任务目标 1:
请从下方记录中摘出每一行含有字符串“hillside”的记录，匹配时须区分大小写。

节选:
《黄河保护法》制定背景下流域宏观生态调控机制建构
2022-11-24肖融,柯坚
肖 融,柯 坚
(武汉大学 环境法研究所,湖北 武汉 430000)
一、问题的提出
黄河流域生态保护和高质量发展重大国家战略的实施,是新时代区域生态保护与经济发展的具体体现,是我国生态文明战略在空间经济格局上落地的重要遵循[1]。2019 年 9 月,习近平总书记《在黄河流域生态保护和高质量发展座谈会上的讲话》中指明了一定时期内黄河流域发展的方向与脉络,特别强调黄河流域生态保护和高质量发展以“生态优先、绿色发展”为理念,以黄河治理和保护为前提,以全流域的宏观大局为背景,以长远发展为目标,注重黄河流域生态保护和治理的系统性、整体性、协同性[2]。基于黄河流域生态保护和高质量发展的战略目标,黄河流域由传统的以经济为主的发展范式向“生态优先、绿色发展”为理念、维护黄河生态安全为目标的高质量发展转型,意味着黄河流域生态保护的体制机制、治理手段、实施工具和行为规则的形塑与建构具有一定的特殊性,也对国家在黄河流域保护治理权力运作和治理方式提出了新任务和新要求。尤其是面对黄河流域生态保护和高质量发展的战略需求和流域生态保护治理的复杂性和超大规模性,需要国家政治决策与专业行政相结合,建立国家在黄河流域生态保护治理中担当“高位推动”的宏观调控(1)文中“宏观调控”一词不是狭义的宏观经济调控,而是广泛意义上的国家从总体和全局上对事物的发展和变化进行调节、指导与引导的行为。角色,及时有效地整合资源和力量,冲破流域生态环境治理固守条块分割的架构和行政管制的单一结构,形成强大的黄河流域生态环境系统性、整体性治理的调控效应[3]。
国家宏观生态调控并非替代性或覆盖性规整策略与组织形式,而是基于黄河流域生态保护和高质量发展的战略考量,以宏观生态调控为杠杆影响和作用黄河流域生态保护总体活动的调节方式。具体而言,是指国家担当黄河流域治理统一领导、统筹协调、科学规划的高位角色,运用特定的调控手段和工具,对黄河流域生态环境保护总活动的体系性结构与整体性推进提供战略性、全局性、宏观性指引与促导。其本质特征是宏观性和总体性,目标是指导各项环境保护治理措施的方向[4]。宏观生态调控是对国家大流域治理战略部署的积极回应,有助于支撑和影响全流域生态保护系统工程的内在规制结构和行为方向。黄河流域生态保护和高质量发展离不开国家治理的制度赋能,更离不开为黄河流域生态保护和高质量发展的国家战略建立严格规矩的法治保障。现行的以环境保护要素为对象[5]的环境管控型立法难以满足黄河流域保护治理的流域特殊性和战略性需求[6],须建立与黄河流域自然属性、生态属性、保护治理的战略属性相匹配的法律规范。黄河流域生态保护和高质量发展战略的法治化是一种“战略性”立法,实质上是运用法治思维和法治方法体现新时代党中央对黄河流域生态保护和高质量发展的战略定位,把国家高位统筹协调的流域治理规则通过立法程序将其法律化、制度化定型[7], “战略性”立法是与环境管控型立法相对应的国家宏观政策立法。以《黄河保护法》的制定为契机和载体,本文从黄河流域生态保护和高质量发展战略性立法的现实需求出发,搭建基底(生态保护目标与国家职责)—承载(生态调控工具与方法)—驱动(生态调控机制的规范化与法治化)的逻辑构架。

任务目标 2:
据节选所述，2019年9月的讲话强调黄河流域生态保护和高质量发展以何为理念？

所给材料:

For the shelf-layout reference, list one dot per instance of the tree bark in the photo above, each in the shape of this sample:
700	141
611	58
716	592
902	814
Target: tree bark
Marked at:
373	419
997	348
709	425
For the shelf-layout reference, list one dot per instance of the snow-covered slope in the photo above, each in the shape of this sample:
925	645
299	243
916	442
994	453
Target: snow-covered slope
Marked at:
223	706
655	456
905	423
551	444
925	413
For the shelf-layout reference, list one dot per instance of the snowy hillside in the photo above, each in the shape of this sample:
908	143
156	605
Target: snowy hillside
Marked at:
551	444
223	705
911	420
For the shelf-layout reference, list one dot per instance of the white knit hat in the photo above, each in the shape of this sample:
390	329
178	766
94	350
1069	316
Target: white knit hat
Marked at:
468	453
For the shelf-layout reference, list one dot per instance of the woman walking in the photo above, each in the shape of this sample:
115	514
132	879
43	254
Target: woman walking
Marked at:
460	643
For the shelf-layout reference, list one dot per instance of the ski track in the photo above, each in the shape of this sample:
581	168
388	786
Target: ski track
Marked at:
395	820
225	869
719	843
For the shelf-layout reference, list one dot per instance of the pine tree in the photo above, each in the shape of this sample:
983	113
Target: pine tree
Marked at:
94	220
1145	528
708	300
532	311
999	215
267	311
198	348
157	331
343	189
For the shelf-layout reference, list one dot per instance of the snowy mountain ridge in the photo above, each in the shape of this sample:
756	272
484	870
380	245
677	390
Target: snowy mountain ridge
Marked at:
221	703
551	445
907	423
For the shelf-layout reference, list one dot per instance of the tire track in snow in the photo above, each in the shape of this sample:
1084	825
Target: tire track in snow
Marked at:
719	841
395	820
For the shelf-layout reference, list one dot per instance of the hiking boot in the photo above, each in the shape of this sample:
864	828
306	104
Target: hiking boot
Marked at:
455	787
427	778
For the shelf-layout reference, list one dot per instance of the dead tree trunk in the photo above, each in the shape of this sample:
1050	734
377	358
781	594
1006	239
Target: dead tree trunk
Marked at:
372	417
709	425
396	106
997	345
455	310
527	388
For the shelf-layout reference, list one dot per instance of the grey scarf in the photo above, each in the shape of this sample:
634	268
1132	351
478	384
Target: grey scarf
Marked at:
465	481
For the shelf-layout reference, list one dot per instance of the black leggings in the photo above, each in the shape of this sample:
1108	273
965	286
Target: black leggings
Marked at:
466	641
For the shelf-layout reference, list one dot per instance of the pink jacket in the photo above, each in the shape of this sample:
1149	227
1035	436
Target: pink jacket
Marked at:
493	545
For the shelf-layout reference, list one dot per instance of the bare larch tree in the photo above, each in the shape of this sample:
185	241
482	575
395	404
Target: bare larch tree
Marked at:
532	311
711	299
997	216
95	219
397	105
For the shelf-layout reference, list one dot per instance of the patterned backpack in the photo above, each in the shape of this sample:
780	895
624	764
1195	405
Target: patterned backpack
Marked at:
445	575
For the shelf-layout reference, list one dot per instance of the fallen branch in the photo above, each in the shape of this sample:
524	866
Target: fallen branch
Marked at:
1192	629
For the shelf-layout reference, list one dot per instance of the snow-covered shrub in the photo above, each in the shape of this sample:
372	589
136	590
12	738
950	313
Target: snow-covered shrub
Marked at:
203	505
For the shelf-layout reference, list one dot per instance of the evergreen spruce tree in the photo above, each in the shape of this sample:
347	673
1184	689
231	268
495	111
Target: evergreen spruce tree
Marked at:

输出结果 1:
For the shelf-layout reference, list one dot per instance of the snowy hillside in the photo above, each in the shape of this sample:
Target: snowy hillside

输出结果 2:
以“生态优先、绿色发展”为理念。